### PROBLEM TO WORK ON:
Rewrite all of the material below with "whole-number" changed to "integer" everywhere and nothing else changed. Leave the pictures out of your answer.

--- BEGIN ---

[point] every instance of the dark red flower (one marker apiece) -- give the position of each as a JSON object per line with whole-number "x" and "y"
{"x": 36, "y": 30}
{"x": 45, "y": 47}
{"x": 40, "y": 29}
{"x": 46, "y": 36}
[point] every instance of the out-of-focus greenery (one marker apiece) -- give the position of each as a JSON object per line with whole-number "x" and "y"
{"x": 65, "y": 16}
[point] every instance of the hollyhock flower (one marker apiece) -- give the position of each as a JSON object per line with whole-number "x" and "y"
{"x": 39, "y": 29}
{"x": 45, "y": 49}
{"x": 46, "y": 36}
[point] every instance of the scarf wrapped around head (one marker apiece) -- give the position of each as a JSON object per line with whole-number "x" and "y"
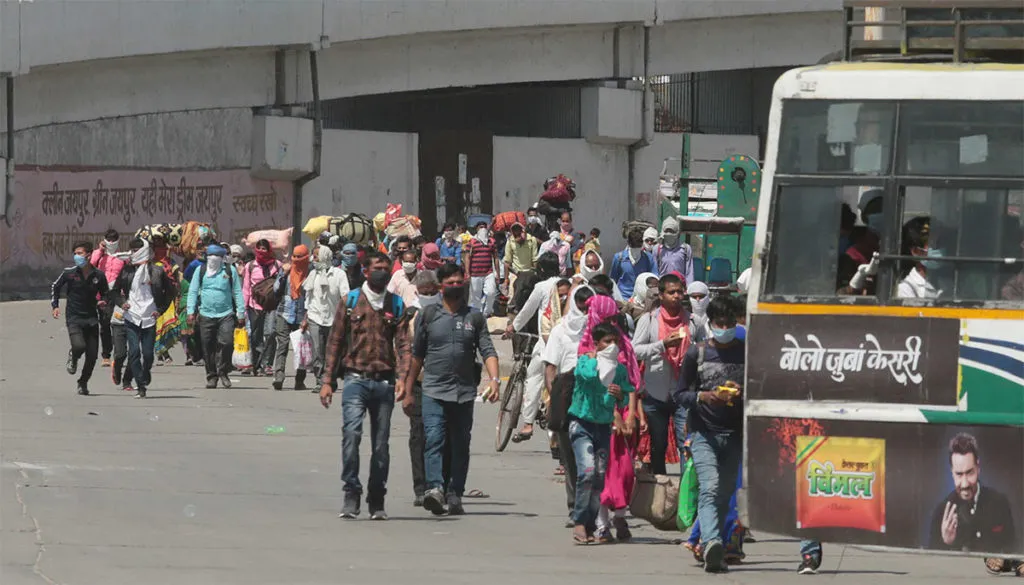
{"x": 300, "y": 269}
{"x": 599, "y": 308}
{"x": 430, "y": 257}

--- END ---

### ANSWER TO THIS PROBLEM:
[point] every instance of the dark red flower (one marker apiece) -- give the position of each as a JSON object per line with integer "x" and "y"
{"x": 36, "y": 30}
{"x": 45, "y": 47}
{"x": 40, "y": 29}
{"x": 46, "y": 36}
[point] every instance of the out-of-focus greenery (one marker apiece) -- give the position of each as a JSON object per line with integer "x" and "y"
{"x": 65, "y": 16}
[point] every instance of the hollyhock flower (one marker apiece) -- give the position of each as a JSON object per line with integer "x" and "y"
{"x": 39, "y": 29}
{"x": 45, "y": 49}
{"x": 46, "y": 36}
[point] every instance of the scarf wrapped around head (one marker apiece) -- give the position of each as a JSON object per line with integer "x" and "y"
{"x": 300, "y": 269}
{"x": 599, "y": 308}
{"x": 430, "y": 257}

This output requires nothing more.